**Excerpt to read**

Interlaboratory reproducibility of selective reaction monitoring assays using multiple upfront analyte enrichment strategies

Amol Prakash, Taha Rezai, Bryan Krastins, David Sarracino, Michael Athanas, Paul Russo, Hui Zhang, Yuan Tian, Yan Li, Vathany Kulasingam, Andrei Drabovich, Christopher R Smith, Ihor Batruch, Paul E Oran, Claudia Fredolini, Alessandra Luchini, Lance Liotta, Emanuel Petricoin, Eleftherios P Diamandis, Daniel W Chan, Randall Nelson, Mary F Lopez, Amol Prakash, Taha Rezai, Bryan Krastins, David Sarracino, Michael Athanas, Paul Russo, Hui Zhang, Yuan Tian, Yan Li, Vathany Kulasingam, Andrei Drabovich, Christopher R Smith, Ihor Batruch, Paul E Oran, Claudia Fredolini, Alessandra Luchini, Lance Liotta, Emanuel Petricoin, Eleftherios P Diamandis, Daniel W Chan, Randall Nelson, Mary F Lopez

Abstract

Over the past few years, mass spectrometry has emerged as a technology to complement and potentially replace standard immunoassays in routine clinical core laboratories. Application of mass spectrometry to protein and peptide measurement can provide advantages including high sensitivity, the ability to multiplex analytes, and high specificity at the amino acid sequence level. In our previous study, we demonstrated excellent reproducibility of mass spectrometry-selective reaction monitoring (MS-SRM) assays when applying standardized standard operating procedures (SOPs) to measure synthetic peptides in a complex sample, as lack of reproducibility has been a frequent criticism leveled at the use of mass spectrometers in the clinical laboratory compared to immunoassays. Furthermore, an important caveat of SRM-based assays for proteins is that many low-abundance analytes require some type of enrichment before detection with MS. This adds a level of complexity to the procedure and the potential for irreproducibility increases, especially across different laboratories with different operators. The purpose of this study was to test the interlaboratory reproducibility of SRM assays with various upfront enrichment strategies and different types of clinical samples (representing real-world body fluids commonly encountered in routine clinical laboratories). Three different, previously published enrichment strategies for low-abundance analytes and a no-enrichment strategy for high-abundance analytes were tested across four different laboratories using different liquid chromatography-SRM (LC-SRM) platforms and previously developed SOPs. The results demonstrated that these assays were indeed reproducible with coefficients of variation of less than 30% for the measurement of important clinical proteins across all four laboratories in real world samples.

**Records shown**
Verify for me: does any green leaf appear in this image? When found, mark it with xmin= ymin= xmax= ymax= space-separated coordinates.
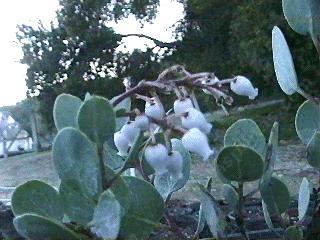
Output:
xmin=298 ymin=177 xmax=312 ymax=221
xmin=260 ymin=177 xmax=290 ymax=215
xmin=307 ymin=131 xmax=320 ymax=169
xmin=200 ymin=185 xmax=226 ymax=239
xmin=154 ymin=139 xmax=191 ymax=200
xmin=282 ymin=0 xmax=320 ymax=35
xmin=284 ymin=226 xmax=303 ymax=240
xmin=59 ymin=180 xmax=96 ymax=225
xmin=52 ymin=127 xmax=102 ymax=199
xmin=221 ymin=184 xmax=239 ymax=211
xmin=53 ymin=94 xmax=82 ymax=130
xmin=224 ymin=119 xmax=266 ymax=158
xmin=78 ymin=96 xmax=116 ymax=146
xmin=103 ymin=142 xmax=124 ymax=171
xmin=13 ymin=214 xmax=81 ymax=240
xmin=272 ymin=27 xmax=301 ymax=95
xmin=120 ymin=177 xmax=164 ymax=239
xmin=105 ymin=167 xmax=130 ymax=215
xmin=295 ymin=100 xmax=320 ymax=144
xmin=262 ymin=200 xmax=274 ymax=231
xmin=90 ymin=190 xmax=121 ymax=240
xmin=193 ymin=177 xmax=212 ymax=239
xmin=11 ymin=180 xmax=63 ymax=220
xmin=216 ymin=146 xmax=264 ymax=182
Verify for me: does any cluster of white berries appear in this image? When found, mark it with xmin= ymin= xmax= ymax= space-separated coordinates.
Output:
xmin=114 ymin=73 xmax=258 ymax=178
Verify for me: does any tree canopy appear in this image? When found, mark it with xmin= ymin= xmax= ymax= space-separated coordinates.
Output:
xmin=17 ymin=0 xmax=319 ymax=127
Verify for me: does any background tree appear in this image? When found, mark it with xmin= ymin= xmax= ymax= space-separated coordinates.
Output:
xmin=17 ymin=0 xmax=319 ymax=128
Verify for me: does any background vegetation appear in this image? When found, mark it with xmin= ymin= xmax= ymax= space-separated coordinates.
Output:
xmin=17 ymin=0 xmax=320 ymax=126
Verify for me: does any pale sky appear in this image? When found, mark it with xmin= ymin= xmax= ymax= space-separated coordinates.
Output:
xmin=0 ymin=0 xmax=183 ymax=106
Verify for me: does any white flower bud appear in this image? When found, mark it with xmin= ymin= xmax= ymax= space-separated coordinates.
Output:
xmin=181 ymin=128 xmax=214 ymax=161
xmin=181 ymin=108 xmax=212 ymax=134
xmin=230 ymin=76 xmax=258 ymax=99
xmin=201 ymin=76 xmax=220 ymax=94
xmin=144 ymin=100 xmax=166 ymax=119
xmin=173 ymin=98 xmax=193 ymax=114
xmin=144 ymin=143 xmax=168 ymax=175
xmin=167 ymin=151 xmax=183 ymax=178
xmin=121 ymin=121 xmax=140 ymax=147
xmin=113 ymin=131 xmax=129 ymax=157
xmin=134 ymin=114 xmax=150 ymax=131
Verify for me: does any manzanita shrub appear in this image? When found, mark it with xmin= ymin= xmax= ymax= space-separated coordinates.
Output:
xmin=11 ymin=0 xmax=320 ymax=240
xmin=11 ymin=66 xmax=264 ymax=239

**Work request**
According to the abstract on SRM assay reproducibility, why does using an enrichment step raise concern about reproducibility? Answer in one to three sentences. The records are separate material, unrelated to the abstract on SRM assay reproducibility.

**Solution**
Many low-abundance analytes must be enriched before mass spectrometry can detect them, and this step makes the procedure more complex. That complexity increases the potential for irreproducibility, especially across different laboratories with different operators.